CONSIGNE 1
Recopiez à l'identique le passage de l'article sur les remises aux libraires, de « Après un travail » à « indépendantes de qualité. ».

EXTRAIT
'''

Après un travail de concertation de plus de six mois avec les éditeurs et les libraires, plusieurs grands diffuseurs annoncent pour ce début d'année 2012 de nouveaux dispositifs commerciaux avec la volonté affichée d'aider prioritairement les librairies indépendantes de qualité.
Premier à passer l'action, Flammarion a revu ses conditions générales de vente (CGV) et applique, depuis le 1er janvier, pour tous les éditeurs que la structure diffuse, une politique visant à améliorer à la fois les marges et la trésorerie des libraires. Concernant les marges, elle a mis en place un nouveau barème de chiffre d'affaires qui permet, avec une meilleure définition des critères qualitatifs, d'abaisser les paliers donnant accès à des remises supérieures. Et de manière plus large encore, elle a instauré une surremise permanente sur les fonds de plus de deux ans. Finalement, "aucun libraire satisfaisant aux critères qualitatifs ne devrait avoir une remise inférieure à 37 %", estime Pascale Buet, directrice commerciale, qui explique que ces nouvelles mesures seront assumées par la diffusion et la distribution. Parallèlement, pour améliorer les trésoreries, Flammarion a réduit de 60 à 30 jours ses crédits liés aux retours. Informés dans le courant de décembre de ces évolutions, les libraires saluent volontiers ces initiatives qu'ils qualifient de "première vraie avancée".
Après Gallimard qui, dès le début de novembre, a fait part, pour la diffusion des ouvrages paraissant sous sa marque, d'une nouvelle politique concernant à la fois ses remises minimales et sa rémunération du travail sur les collections de fond, la filiale de diffusion du groupe, le CDE, a elle aussi finalisé de nouvelles mesures commerciales qui s'appliqueront durant janvier. D'une part, pour toutes les librairies indépendantes réalisant plus de 50 % de leur chiffre d'affaires avec le livre, le diffuseur instaure une remise de base de 35 % impliquant l'ensemble des éditeurs diffusés puisque ce sont eux qui prendront à leur charge le surplus de remise qui devrait concerner quelque 450 points de vente, estime Mathias Echenay, directeur général du CDE. D'autre part, un dispositif plus pointu se met en place avec une vingtaine d'éditeurs, dont Les Arènes, Oliver Gallmeister, Liana Levi, les filiales éditoriales de Gallimard (Denoël, Mercure de France, P.O.L...), pour une cinquantaine de libraires sélectionnés sur la base de quatre critères essentiellement qualitatifs : animations, choix des ouvrages, qualité du fonds et évolution de l'activité par rapport au secteur.

'''

DONNÉES FOURNIES
'''

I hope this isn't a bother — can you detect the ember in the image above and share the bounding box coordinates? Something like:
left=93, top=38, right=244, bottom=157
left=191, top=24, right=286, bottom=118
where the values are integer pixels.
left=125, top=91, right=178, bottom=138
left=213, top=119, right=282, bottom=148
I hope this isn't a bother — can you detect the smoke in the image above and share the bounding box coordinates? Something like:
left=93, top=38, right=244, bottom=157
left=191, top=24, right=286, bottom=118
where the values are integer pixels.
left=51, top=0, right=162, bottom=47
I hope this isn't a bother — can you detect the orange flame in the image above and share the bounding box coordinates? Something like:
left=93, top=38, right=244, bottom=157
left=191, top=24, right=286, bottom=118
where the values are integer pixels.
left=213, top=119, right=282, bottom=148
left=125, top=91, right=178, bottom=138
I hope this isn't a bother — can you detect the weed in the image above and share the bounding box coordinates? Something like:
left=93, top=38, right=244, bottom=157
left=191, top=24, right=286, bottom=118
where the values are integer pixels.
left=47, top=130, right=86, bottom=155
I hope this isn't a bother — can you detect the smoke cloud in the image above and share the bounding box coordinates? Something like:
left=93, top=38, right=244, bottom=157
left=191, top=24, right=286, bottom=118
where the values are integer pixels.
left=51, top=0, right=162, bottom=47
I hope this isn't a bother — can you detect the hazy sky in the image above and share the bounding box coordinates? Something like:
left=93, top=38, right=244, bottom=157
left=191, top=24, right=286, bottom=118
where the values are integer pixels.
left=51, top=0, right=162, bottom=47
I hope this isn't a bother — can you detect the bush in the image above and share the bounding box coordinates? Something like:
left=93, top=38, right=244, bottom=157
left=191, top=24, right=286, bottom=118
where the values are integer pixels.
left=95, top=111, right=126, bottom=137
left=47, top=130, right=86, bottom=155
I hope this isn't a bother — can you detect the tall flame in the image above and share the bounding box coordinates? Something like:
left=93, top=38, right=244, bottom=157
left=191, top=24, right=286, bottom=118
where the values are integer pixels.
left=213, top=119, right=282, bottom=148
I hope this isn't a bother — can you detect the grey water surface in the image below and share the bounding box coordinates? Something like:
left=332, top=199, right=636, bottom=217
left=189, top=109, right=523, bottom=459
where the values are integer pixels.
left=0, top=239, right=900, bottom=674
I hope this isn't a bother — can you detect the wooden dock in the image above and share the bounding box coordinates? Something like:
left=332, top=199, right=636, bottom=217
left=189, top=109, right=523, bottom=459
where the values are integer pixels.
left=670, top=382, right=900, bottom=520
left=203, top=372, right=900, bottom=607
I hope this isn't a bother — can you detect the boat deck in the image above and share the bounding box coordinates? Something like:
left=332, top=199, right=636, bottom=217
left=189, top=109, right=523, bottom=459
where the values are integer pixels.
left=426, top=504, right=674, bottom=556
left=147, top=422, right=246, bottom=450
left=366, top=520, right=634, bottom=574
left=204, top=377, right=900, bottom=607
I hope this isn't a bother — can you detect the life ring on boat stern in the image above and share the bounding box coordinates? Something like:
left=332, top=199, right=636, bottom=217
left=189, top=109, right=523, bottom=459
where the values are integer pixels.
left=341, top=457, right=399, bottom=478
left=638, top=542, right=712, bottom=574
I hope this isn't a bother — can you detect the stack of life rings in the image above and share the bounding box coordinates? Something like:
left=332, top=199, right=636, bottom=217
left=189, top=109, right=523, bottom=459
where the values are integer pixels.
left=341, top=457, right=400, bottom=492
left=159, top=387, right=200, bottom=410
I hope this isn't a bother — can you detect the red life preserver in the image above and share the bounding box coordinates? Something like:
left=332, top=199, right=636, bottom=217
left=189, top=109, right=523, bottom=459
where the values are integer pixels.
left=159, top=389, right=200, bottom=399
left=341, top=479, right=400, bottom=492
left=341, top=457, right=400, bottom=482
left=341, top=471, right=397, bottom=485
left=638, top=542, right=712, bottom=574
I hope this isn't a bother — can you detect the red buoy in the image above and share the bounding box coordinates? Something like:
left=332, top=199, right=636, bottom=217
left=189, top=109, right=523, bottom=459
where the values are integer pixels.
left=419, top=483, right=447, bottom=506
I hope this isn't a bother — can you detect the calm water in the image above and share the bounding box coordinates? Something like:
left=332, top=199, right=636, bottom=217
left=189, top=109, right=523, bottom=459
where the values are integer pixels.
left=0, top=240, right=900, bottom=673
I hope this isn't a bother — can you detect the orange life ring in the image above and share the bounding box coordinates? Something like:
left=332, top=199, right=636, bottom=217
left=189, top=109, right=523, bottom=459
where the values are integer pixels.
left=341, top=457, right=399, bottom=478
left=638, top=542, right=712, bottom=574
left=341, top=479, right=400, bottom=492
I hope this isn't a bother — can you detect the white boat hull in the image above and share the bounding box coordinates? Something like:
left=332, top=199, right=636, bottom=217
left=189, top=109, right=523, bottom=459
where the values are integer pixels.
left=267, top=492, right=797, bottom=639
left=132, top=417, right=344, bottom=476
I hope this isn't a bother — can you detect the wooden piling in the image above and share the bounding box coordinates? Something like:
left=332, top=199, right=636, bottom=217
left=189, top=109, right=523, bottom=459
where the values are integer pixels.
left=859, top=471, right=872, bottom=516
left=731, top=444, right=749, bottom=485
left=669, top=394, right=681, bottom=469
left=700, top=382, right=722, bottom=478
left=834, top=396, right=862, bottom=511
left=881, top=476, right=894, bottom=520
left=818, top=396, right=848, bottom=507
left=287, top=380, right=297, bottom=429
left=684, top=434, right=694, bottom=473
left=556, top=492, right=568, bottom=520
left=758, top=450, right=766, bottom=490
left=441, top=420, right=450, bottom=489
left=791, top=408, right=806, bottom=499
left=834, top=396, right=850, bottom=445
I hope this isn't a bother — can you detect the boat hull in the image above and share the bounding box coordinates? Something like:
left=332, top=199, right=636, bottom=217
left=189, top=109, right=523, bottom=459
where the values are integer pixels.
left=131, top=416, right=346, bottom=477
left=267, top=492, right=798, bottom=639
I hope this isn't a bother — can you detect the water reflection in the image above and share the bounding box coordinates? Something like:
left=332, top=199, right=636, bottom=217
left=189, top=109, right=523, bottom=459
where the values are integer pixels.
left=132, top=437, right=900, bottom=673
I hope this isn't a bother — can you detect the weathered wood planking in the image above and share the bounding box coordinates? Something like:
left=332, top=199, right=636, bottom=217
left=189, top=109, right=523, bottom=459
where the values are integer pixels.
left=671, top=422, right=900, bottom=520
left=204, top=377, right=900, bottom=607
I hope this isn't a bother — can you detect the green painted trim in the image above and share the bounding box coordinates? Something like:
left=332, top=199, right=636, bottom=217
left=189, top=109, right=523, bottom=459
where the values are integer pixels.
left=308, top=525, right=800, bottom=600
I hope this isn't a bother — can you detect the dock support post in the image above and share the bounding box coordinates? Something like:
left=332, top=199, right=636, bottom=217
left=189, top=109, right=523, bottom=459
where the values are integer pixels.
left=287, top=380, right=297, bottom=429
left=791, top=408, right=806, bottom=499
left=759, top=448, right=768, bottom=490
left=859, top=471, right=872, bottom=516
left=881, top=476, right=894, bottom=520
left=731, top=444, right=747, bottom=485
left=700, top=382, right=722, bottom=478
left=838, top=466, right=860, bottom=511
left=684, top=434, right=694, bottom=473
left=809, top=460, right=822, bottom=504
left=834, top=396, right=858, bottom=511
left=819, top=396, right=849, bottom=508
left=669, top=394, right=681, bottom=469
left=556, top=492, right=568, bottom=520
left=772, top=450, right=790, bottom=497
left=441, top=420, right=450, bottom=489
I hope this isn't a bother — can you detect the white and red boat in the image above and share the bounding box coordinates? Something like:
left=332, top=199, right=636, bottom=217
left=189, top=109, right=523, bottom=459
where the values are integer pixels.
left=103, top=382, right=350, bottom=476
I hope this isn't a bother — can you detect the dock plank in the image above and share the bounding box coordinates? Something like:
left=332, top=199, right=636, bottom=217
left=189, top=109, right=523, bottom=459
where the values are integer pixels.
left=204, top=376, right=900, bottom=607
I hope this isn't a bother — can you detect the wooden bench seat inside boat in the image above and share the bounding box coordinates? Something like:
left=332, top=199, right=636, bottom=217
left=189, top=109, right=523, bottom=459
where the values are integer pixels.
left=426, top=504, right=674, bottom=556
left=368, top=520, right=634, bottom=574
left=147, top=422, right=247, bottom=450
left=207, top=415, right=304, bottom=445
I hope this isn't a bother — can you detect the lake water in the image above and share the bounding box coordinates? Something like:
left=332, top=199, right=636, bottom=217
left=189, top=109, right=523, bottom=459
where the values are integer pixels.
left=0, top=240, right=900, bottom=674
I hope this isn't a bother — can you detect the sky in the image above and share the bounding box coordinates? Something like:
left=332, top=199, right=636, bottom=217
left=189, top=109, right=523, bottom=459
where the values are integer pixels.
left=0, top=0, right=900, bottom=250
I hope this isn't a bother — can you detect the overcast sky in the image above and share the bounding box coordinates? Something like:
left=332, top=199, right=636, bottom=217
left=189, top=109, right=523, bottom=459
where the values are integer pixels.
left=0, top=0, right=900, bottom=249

'''

CONSIGNE 2
Dans les entrées, reprenez s'il vous plaît les lignes allant de celle qui contient « the dock plank » à celle qui contient « left=0, top=0, right=900, bottom=250 », toutes deux incluses, en remplaçant « I hope this isn't a bother » par « Sorry to trouble you » sans rien modifier d'autre. Ne donnez que ces lignes.

CORRIGÉ 1
Après un travail de concertation de plus de six mois avec les éditeurs et les libraires, plusieurs grands diffuseurs annoncent pour ce début d'année 2012 de nouveaux dispositifs commerciaux avec la volonté affichée d'aider prioritairement les librairies indépendantes de qualité.

CORRIGÉ 2
Sorry to trouble you — can you detect the dock plank in the image above and share the bounding box coordinates? Something like:
left=332, top=199, right=636, bottom=217
left=189, top=109, right=523, bottom=459
where the values are integer pixels.
left=204, top=376, right=900, bottom=607
Sorry to trouble you — can you detect the wooden bench seat inside boat in the image above and share the bounding box coordinates? Something like:
left=332, top=199, right=636, bottom=217
left=189, top=109, right=523, bottom=459
where the values are integer pixels.
left=426, top=504, right=674, bottom=556
left=368, top=520, right=634, bottom=574
left=147, top=422, right=247, bottom=450
left=207, top=415, right=304, bottom=445
Sorry to trouble you — can you detect the lake water in the image above and share the bounding box coordinates? Something like:
left=332, top=199, right=636, bottom=217
left=189, top=109, right=523, bottom=459
where the values are integer pixels.
left=0, top=240, right=900, bottom=674
Sorry to trouble you — can you detect the sky in the image above and share the bounding box coordinates? Something like:
left=332, top=199, right=636, bottom=217
left=189, top=109, right=523, bottom=459
where the values are integer pixels.
left=0, top=0, right=900, bottom=250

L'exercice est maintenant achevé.